请重新写出下方条目中从包含"Please put a point on the dark"的一行起、至条目末尾止的各行（首尾两行均包括在内，标点要求的文字一并写出），并给答案中的每个坐标数值都加上 -74。答案中请不要包含图片。
───── 条目
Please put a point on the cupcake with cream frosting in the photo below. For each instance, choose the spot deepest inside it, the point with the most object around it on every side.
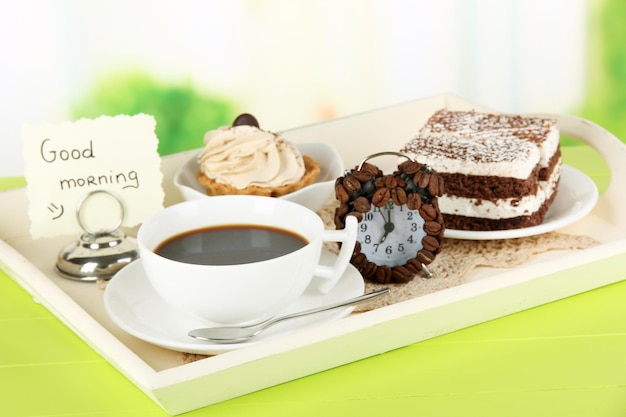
(244, 159)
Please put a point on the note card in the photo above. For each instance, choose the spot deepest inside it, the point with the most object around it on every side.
(67, 161)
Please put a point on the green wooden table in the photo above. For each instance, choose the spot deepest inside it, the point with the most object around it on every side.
(566, 358)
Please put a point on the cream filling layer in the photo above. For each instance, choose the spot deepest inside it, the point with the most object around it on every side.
(505, 208)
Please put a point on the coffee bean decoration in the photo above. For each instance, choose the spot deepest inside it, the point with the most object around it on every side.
(379, 201)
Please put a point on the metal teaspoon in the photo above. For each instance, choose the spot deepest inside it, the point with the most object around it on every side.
(237, 334)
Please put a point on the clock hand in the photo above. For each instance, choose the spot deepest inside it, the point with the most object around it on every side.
(388, 226)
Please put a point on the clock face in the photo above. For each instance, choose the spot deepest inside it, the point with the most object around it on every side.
(391, 235)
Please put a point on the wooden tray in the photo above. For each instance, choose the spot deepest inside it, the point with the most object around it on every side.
(179, 387)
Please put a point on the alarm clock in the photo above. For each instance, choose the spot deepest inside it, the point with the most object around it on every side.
(400, 225)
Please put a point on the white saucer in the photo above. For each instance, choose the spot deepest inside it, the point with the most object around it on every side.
(576, 197)
(133, 305)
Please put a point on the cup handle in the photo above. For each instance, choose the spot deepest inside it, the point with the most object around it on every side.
(347, 237)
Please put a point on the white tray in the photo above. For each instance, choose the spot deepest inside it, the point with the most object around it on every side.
(490, 293)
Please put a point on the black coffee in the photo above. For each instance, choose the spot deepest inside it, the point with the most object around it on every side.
(230, 245)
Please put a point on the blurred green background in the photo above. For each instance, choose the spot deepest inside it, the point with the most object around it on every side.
(184, 112)
(605, 100)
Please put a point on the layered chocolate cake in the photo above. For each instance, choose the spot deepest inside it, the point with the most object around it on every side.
(500, 171)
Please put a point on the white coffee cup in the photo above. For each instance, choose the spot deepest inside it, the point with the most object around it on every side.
(248, 292)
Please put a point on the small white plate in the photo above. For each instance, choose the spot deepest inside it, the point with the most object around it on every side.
(576, 197)
(313, 196)
(133, 305)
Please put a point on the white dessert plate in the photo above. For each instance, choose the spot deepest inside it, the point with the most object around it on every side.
(134, 306)
(313, 196)
(576, 197)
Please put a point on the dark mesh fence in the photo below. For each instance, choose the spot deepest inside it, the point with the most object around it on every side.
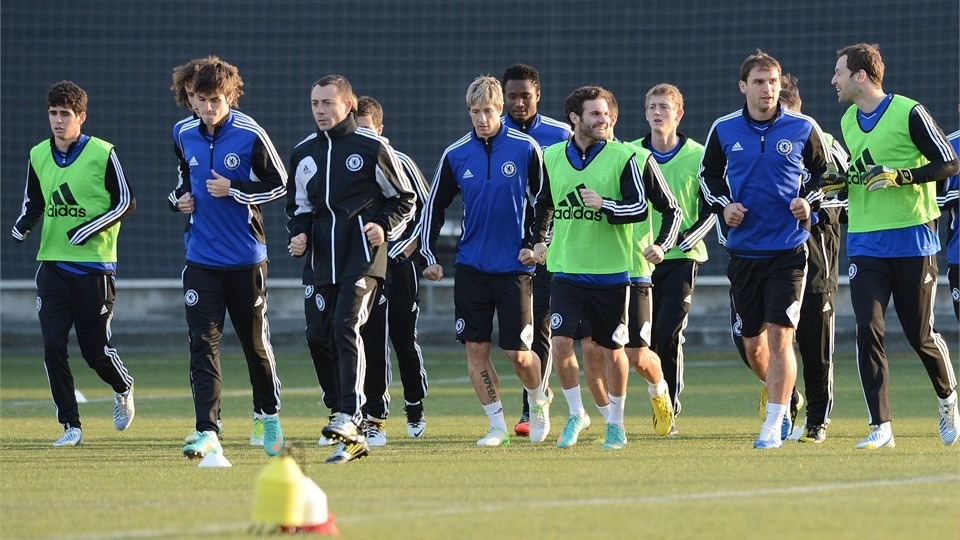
(417, 58)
──────────
任务结果
Please put a point on the dark mesh fence in the photo below. For each instance, choose the spot deepest inside it, the point with the most object around it on every side.
(343, -16)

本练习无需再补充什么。